Summer 2004 Field Work at Acadia
Stream sampling for the "Correlating
predictive contaminant deposition maps with streamwater chemistry"
project (NRPP) is ongoing at Hadlock and Cadillac Brooks, ISCOs
are still deployed, and stream samples are collected every two
weeks in the summer.
Graduate student Kit Sheehan
has completed field collections for litterfall and has removed her
equipment from the field.
Ph.D. student Sarah Nelson,
will be collecting throughfall this summer and fall. She plans to
deploy 20 collectors, split between the two watersheds (Cadillac
and Hadlock), and collect samples 10-12 times. During the winter
she will reduce the number of sites to ten and collect snow
throughout the winter. Samples will be analyzed for major ions
chemistry and Hg.
In September stream samples will be collected from across Mount
Desert Island as part of the NRPP
assessment of chemical distribution park-wide. Samples will also
be taken for the Acadia Traffic
project with John
Peckenham. These samples are taken one time during a single
day.
These are the projects the Mitchell Center is involved with though
the end of 2004. Thanks to the Park for their help in conducting
research is such a wonderful setting, and thanks to everyone for
their support.
Links to additional project information:
Bear Brook Watershed, Maine (BBWM)
A second pair of
instrumented watersheds at Bear Brook Watershed in Maine (BBWM)
has also been developed by the watershed research group at the
University. BBWM is a whole ecosystem manipulation experiment that
has been underway since 1987. It encompasses two contiguous
25-acre forested watersheds. Ammonium sulfate fertilizer
(surrogate ‘acid rain’) has been applied by helicopter to the
experimental watershed since 1989. The adjacent watershed is used
as an untreated reference. The BBWM response provides a major
evaluation of watershed models used by federal agencies to
generate predictions of environmental response to emission control
scenarios.
Because acidic
deposition is a major issue at Acadia, the development of
indicators and patterns of response at BBWM can infer the extent
of acidification and nitrogen saturation at Acadia National Park.
Links to additional project information:
HELM
Lakes
The University of
Maine’s High Elevation Lake Monitoring (HELM) project involves the
sampling of up to 90 lakes in Maine at an elevation of 600 meters
or higher. Because of their landscape position, high elevation
lakes are generally more dilute, less well buffered, and probably
more vulnerable to acidic precipitation than other Maine lakes.

**STATED TASK 1:**
According to the Acadia field work page, since what year has ammonium sulfate fertilizer been applied to the experimental watershed at Bear Brook?
**STATED TASK 2:**
Please return, word for word, the part of the Acadia field work page that begins at the words "These are the" and stops after "their support.".

**DATA RECORDS:**
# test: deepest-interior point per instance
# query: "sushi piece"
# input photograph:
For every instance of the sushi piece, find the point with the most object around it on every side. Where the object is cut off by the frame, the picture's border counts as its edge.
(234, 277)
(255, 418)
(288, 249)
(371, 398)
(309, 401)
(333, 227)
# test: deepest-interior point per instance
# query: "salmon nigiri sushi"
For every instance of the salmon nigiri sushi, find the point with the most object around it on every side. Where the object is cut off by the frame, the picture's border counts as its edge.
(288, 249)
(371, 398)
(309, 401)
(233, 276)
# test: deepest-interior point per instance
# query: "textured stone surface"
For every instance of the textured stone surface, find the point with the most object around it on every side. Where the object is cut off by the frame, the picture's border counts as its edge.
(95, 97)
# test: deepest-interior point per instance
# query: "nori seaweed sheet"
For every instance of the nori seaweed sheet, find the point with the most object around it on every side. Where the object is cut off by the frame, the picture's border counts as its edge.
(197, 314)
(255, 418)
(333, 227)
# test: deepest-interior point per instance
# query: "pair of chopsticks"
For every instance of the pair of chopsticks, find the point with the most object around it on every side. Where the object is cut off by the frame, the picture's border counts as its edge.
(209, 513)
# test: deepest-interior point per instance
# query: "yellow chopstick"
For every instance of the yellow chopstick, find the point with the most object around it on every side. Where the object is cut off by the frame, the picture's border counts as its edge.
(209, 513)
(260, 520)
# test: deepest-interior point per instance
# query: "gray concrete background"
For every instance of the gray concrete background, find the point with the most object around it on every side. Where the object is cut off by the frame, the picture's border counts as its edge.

**COMPLETE OUTPUT 1:**
Since 1989.

**COMPLETE OUTPUT 2:**
These are the projects the Mitchell Center is involved with though
the end of 2004. Thanks to the Park for their help in conducting
research is such a wonderful setting, and thanks to everyone for
their support.